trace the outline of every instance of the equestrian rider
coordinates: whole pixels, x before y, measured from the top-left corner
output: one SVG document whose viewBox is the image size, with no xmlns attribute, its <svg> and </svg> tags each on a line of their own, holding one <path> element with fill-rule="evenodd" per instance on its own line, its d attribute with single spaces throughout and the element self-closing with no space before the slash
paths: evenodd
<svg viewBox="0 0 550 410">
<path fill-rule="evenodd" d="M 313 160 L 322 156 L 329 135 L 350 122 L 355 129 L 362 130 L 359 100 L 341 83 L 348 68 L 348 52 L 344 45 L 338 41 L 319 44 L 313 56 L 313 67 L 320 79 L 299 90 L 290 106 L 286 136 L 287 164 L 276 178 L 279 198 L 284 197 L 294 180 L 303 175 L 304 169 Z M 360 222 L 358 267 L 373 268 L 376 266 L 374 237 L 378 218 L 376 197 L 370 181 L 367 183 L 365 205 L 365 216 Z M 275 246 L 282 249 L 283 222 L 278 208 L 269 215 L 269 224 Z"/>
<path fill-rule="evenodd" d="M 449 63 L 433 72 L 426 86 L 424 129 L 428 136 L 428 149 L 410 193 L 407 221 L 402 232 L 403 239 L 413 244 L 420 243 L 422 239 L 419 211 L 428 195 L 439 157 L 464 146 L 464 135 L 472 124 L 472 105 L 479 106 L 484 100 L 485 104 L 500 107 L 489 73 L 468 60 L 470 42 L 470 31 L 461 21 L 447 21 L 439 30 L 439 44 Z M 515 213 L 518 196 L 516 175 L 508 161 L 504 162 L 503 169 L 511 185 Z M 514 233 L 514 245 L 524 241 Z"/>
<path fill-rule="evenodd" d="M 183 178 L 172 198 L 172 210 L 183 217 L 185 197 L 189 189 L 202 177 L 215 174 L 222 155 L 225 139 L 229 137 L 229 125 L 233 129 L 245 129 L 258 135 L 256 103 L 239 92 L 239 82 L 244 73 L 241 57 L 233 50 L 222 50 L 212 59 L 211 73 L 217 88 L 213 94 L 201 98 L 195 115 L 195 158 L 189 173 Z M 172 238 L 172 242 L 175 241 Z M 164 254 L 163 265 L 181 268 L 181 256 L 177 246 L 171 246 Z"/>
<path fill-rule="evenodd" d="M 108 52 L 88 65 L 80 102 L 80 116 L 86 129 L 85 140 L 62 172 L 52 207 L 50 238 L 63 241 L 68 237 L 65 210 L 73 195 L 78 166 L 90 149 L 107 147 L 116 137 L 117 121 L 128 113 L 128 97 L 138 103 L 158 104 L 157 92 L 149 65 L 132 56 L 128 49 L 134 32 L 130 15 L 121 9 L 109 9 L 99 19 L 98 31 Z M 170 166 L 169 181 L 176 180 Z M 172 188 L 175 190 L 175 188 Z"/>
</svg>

^^^^^^^^^^^^^^^^

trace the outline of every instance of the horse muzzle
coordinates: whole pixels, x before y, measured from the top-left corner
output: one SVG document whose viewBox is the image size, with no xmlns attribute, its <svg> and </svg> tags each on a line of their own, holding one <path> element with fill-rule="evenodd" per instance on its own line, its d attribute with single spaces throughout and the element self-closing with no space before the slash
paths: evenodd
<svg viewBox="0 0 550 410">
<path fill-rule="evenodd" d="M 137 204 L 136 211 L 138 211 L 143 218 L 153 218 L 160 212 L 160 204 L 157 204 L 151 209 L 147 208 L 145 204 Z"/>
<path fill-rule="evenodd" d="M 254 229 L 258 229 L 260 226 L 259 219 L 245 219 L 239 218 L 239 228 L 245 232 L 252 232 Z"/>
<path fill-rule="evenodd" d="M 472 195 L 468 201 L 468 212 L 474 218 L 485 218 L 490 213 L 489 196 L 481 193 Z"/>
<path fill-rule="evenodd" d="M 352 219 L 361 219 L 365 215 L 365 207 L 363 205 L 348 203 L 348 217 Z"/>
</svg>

^^^^^^^^^^^^^^^^

Your objective → If a line of the data includes the word "every", it counts; give how many lines do, as a bare number.

Solution for this problem → 2